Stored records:
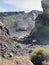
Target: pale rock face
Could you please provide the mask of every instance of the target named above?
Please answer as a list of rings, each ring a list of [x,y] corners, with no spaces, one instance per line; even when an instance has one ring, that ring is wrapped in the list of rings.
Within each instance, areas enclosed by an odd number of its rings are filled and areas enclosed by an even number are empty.
[[[43,13],[47,15],[49,18],[49,0],[42,0],[41,1]]]

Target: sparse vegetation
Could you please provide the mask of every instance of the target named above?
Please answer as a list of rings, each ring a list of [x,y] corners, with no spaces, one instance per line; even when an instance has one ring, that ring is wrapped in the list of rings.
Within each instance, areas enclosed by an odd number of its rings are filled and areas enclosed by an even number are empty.
[[[44,61],[42,65],[49,65],[49,61]]]
[[[4,58],[9,58],[9,57],[12,57],[12,55],[10,53],[5,53],[4,54]]]
[[[34,39],[34,40],[32,40],[32,43],[37,43],[37,40],[35,40],[35,39]]]
[[[17,40],[17,37],[13,37],[12,40],[16,41]]]
[[[49,50],[42,47],[33,48],[30,58],[35,65],[49,65]]]
[[[17,48],[21,48],[21,49],[23,49],[22,44],[18,43],[18,44],[17,44]]]
[[[21,38],[18,38],[18,37],[12,37],[12,40],[14,40],[14,41],[19,41],[19,40],[21,40]]]

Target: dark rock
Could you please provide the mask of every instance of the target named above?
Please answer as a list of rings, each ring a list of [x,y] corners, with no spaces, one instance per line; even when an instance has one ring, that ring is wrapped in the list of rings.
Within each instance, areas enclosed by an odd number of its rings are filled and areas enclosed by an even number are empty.
[[[43,13],[35,19],[35,28],[30,33],[31,40],[39,44],[49,44],[49,0],[42,0]]]
[[[49,0],[42,0],[41,1],[43,13],[46,15],[46,17],[49,18]]]
[[[10,35],[8,28],[2,23],[0,22],[0,35]]]

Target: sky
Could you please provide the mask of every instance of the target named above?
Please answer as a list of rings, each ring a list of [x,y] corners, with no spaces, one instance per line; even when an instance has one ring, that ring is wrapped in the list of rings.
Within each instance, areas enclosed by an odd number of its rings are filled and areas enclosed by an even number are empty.
[[[41,0],[0,0],[0,12],[31,10],[42,11]]]

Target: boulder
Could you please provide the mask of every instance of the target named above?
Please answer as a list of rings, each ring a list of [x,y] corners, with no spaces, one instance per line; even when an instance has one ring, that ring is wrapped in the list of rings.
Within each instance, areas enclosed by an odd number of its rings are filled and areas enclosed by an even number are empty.
[[[49,0],[41,1],[43,13],[49,18]]]

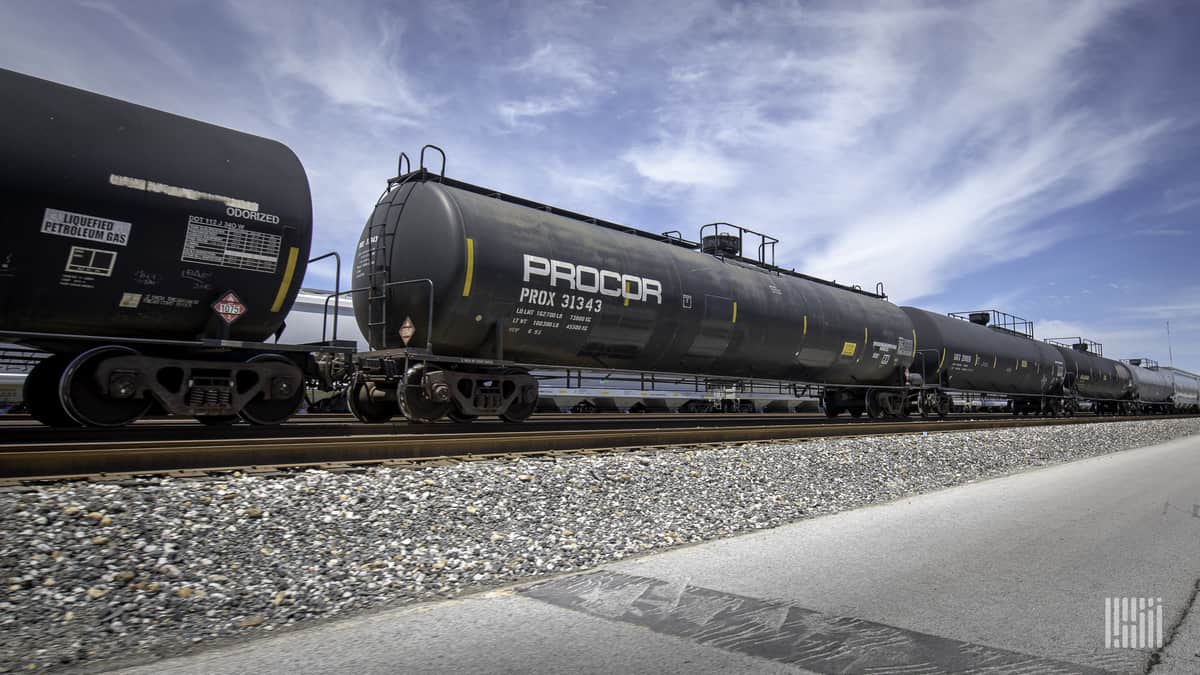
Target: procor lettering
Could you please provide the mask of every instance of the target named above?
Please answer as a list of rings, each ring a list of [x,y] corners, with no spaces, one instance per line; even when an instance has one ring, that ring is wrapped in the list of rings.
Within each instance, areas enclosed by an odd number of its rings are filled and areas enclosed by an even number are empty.
[[[599,293],[642,302],[650,302],[650,299],[654,298],[655,302],[662,304],[662,284],[657,279],[621,274],[526,253],[523,280],[529,283],[534,277],[546,278],[551,288],[562,283],[580,293]]]

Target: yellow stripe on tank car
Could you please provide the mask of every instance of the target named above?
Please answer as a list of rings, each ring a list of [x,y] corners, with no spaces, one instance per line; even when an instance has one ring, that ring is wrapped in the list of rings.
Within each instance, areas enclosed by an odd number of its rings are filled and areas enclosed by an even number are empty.
[[[733,301],[733,319],[729,323],[737,323],[737,300]]]
[[[808,337],[808,315],[807,314],[804,315],[804,332],[800,335],[800,337]]]
[[[475,279],[475,240],[467,237],[467,279],[463,282],[463,297],[471,297],[471,282]]]
[[[288,288],[292,285],[292,277],[296,275],[296,260],[300,257],[300,249],[292,246],[288,250],[287,265],[283,268],[283,278],[279,280],[279,291],[275,293],[275,304],[271,305],[272,312],[283,309],[283,301],[287,299]]]
[[[625,288],[625,290],[621,293],[621,295],[625,296],[625,306],[628,307],[629,306],[629,282],[628,281],[625,282],[624,288]]]
[[[942,369],[942,364],[946,362],[946,348],[942,347],[942,358],[938,359],[938,370]]]

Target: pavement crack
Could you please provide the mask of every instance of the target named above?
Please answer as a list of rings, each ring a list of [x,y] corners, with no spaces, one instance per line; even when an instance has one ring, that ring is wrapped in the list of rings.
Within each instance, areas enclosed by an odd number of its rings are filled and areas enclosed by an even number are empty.
[[[1154,672],[1154,669],[1162,664],[1163,655],[1170,649],[1171,643],[1175,641],[1175,636],[1179,634],[1179,630],[1183,627],[1183,622],[1187,621],[1188,615],[1192,613],[1192,608],[1196,605],[1197,595],[1200,595],[1200,579],[1197,579],[1196,583],[1192,584],[1192,594],[1188,597],[1183,611],[1179,613],[1179,618],[1167,630],[1162,646],[1155,649],[1154,653],[1150,655],[1150,660],[1146,662],[1146,673]]]

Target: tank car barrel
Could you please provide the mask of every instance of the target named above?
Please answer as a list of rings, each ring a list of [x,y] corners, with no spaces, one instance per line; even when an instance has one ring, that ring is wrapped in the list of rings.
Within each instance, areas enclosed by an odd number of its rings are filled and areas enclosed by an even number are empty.
[[[0,90],[0,337],[54,354],[26,380],[34,415],[290,415],[308,357],[259,343],[278,337],[308,263],[295,154],[7,70]]]

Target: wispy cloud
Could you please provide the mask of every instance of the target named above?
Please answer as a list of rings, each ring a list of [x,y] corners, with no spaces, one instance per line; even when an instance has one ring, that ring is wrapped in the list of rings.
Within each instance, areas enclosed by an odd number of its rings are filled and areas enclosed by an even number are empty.
[[[605,82],[608,75],[595,63],[591,52],[579,45],[544,44],[504,70],[514,89],[537,92],[496,105],[496,111],[510,126],[585,108],[609,91]]]
[[[1163,191],[1163,214],[1190,211],[1200,206],[1200,183],[1170,187]]]
[[[1104,356],[1110,359],[1149,357],[1160,365],[1175,365],[1195,369],[1200,348],[1195,338],[1200,334],[1200,321],[1171,321],[1171,339],[1167,338],[1166,322],[1111,323],[1095,321],[1065,321],[1040,319],[1034,322],[1039,339],[1054,337],[1084,337],[1104,345]]]
[[[195,72],[195,66],[189,63],[177,48],[116,5],[110,2],[102,2],[101,0],[82,0],[79,5],[85,9],[100,12],[115,19],[141,43],[148,54],[161,63],[170,66],[176,73],[191,76]]]
[[[1125,185],[1171,129],[1074,104],[1118,9],[758,12],[741,30],[761,39],[680,53],[656,138],[625,156],[696,187],[679,200],[697,220],[786,235],[807,271],[928,295],[1072,236],[1069,209]]]
[[[1138,305],[1128,307],[1125,311],[1130,316],[1145,319],[1200,320],[1200,300],[1195,298],[1196,296],[1192,295],[1190,298],[1179,298],[1169,302]]]
[[[501,101],[496,105],[496,112],[510,125],[516,125],[527,118],[542,117],[555,113],[577,110],[582,107],[582,100],[572,94],[559,96],[535,96],[520,101]]]
[[[230,15],[258,41],[255,56],[267,80],[311,87],[330,103],[361,106],[393,122],[415,122],[430,110],[403,66],[399,45],[406,25],[400,13],[377,15],[315,5],[233,2]]]
[[[640,146],[622,158],[643,177],[659,183],[729,188],[742,176],[741,166],[722,159],[713,145],[694,139],[671,139]]]
[[[583,91],[604,87],[599,68],[579,45],[546,44],[509,67],[514,73],[569,84]]]
[[[1104,355],[1114,359],[1145,356],[1165,366],[1173,357],[1177,366],[1200,372],[1197,297],[1200,286],[1156,288],[1153,297],[1142,302],[1131,301],[1129,296],[1114,298],[1099,316],[1063,319],[1040,315],[1036,332],[1039,338],[1061,335],[1097,340],[1104,344]]]
[[[1178,227],[1146,227],[1130,234],[1138,237],[1183,237],[1191,233]]]

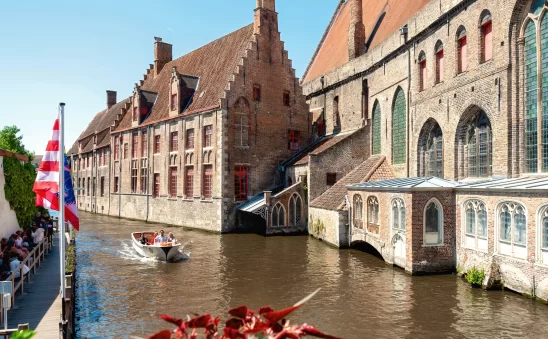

# Assignment
Out of the data above, transcribe exactly and only the lines starting with the line that has "Target: sky" and going on through the line that has "Target: boulder", both included.

# Task solution
Target: sky
Could you please provide the mask of every instance of the target named above?
Please answer as a list of rings, each ring a list of [x,y] corners, with no spaces, one instance per line; even when an instance has one ring, that ring is wrapped in the list of rings.
Within each instance, areas enclosed by an odd number of its rings are filled and areas enclosed by an even number are empty.
[[[41,0],[0,0],[0,12],[31,10],[42,11]]]

Target: boulder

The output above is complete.